Reproduce the rows below verbatim, starting at the first row and ending at the row that contains "108L46 108L48 105L48", with both included. Omit the pictures from your answer.

════════

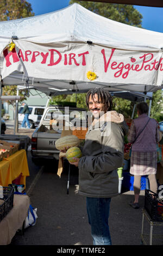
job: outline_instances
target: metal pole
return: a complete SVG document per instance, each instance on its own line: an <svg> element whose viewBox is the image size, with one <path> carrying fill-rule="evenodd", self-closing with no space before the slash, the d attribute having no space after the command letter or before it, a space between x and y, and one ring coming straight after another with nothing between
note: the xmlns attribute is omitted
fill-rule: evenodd
<svg viewBox="0 0 163 256"><path fill-rule="evenodd" d="M2 82L1 83L1 88L0 88L0 96L1 97L2 94ZM0 99L0 114L1 114L1 118L0 118L0 135L1 134L1 124L2 124L2 99Z"/></svg>
<svg viewBox="0 0 163 256"><path fill-rule="evenodd" d="M45 108L46 108L48 105L48 103L49 103L49 100L50 99L51 99L51 97L49 97L48 99L48 100L47 101L47 102L46 102L46 106L45 106Z"/></svg>
<svg viewBox="0 0 163 256"><path fill-rule="evenodd" d="M18 96L18 89L17 87L17 92L16 95ZM16 106L15 106L15 120L14 120L14 134L15 135L16 133L16 127L17 128L17 132L18 132L18 100L16 101Z"/></svg>
<svg viewBox="0 0 163 256"><path fill-rule="evenodd" d="M133 110L133 113L132 113L132 115L131 115L131 119L133 119L134 114L134 112L135 112L135 109L136 107L136 103L134 104Z"/></svg>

════════

▶ _Written response_:
job: outline_instances
target: metal pole
return: a complete SVG document per instance, each instance on its own line: an <svg> element whose viewBox is the image size, with one <path> carrying fill-rule="evenodd", self-closing with no space before the slash, the d attribute having no space after the command letter or before it, a space between x and y, and one ring coming straight after another with nothing between
note: the xmlns attribute is omitted
fill-rule: evenodd
<svg viewBox="0 0 163 256"><path fill-rule="evenodd" d="M2 82L1 83L1 88L0 88L0 96L1 97L2 94ZM0 99L0 114L1 114L1 118L0 118L0 135L1 134L1 124L2 124L2 99Z"/></svg>
<svg viewBox="0 0 163 256"><path fill-rule="evenodd" d="M45 108L46 108L48 105L48 103L49 103L49 100L50 99L51 99L51 97L49 97L48 99L48 100L47 101L47 102L46 102L46 106L45 106Z"/></svg>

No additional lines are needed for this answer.